### TASK BRIEF
Convert everything in the records below, from the line containing "Task: If you could tag each instance of the seal reflection" down to the line containing "<point>183,209</point>", into a Markdown table with the columns Number and Line. Skip any blank lines.

### RECORDED DATA
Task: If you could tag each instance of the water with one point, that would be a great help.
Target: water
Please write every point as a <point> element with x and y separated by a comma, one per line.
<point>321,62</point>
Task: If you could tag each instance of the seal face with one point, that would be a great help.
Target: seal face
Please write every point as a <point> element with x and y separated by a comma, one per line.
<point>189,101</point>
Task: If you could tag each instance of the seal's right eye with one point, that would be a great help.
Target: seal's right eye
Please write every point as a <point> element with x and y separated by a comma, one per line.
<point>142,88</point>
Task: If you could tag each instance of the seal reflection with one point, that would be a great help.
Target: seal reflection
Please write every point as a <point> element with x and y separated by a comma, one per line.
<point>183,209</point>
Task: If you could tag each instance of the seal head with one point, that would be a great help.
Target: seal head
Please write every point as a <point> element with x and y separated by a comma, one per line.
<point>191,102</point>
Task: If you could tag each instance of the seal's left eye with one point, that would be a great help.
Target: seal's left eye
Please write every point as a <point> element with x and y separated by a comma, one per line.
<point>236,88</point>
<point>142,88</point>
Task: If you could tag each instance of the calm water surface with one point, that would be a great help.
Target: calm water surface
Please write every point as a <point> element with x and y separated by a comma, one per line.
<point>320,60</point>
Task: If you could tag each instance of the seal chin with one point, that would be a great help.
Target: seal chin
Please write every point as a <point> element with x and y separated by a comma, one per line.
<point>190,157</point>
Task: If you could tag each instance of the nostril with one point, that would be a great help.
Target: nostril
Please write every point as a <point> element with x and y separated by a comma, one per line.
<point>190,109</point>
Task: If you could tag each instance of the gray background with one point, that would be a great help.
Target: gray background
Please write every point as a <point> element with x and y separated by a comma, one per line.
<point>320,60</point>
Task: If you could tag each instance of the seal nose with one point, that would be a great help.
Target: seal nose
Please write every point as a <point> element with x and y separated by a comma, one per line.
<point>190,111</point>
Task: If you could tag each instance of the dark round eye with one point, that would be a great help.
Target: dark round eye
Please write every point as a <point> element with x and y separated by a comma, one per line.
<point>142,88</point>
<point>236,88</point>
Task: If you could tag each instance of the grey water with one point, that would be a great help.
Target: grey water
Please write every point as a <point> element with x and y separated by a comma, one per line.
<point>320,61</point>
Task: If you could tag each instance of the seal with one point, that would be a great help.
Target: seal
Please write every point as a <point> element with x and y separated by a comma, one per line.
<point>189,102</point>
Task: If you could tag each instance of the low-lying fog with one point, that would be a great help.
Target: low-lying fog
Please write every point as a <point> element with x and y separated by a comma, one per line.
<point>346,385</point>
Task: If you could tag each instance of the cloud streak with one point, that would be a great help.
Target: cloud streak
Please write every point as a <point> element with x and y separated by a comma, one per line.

### WRITTEN SOLUTION
| Number | Line |
|---|---|
| 1 | Task: If you could tag each instance of the seal reflection with one point, that would be a great help. |
| 2 | Target: seal reflection |
| 3 | Please write every point as a <point> element with x and y separated by a comma, one per line. |
| 4 | <point>183,209</point> |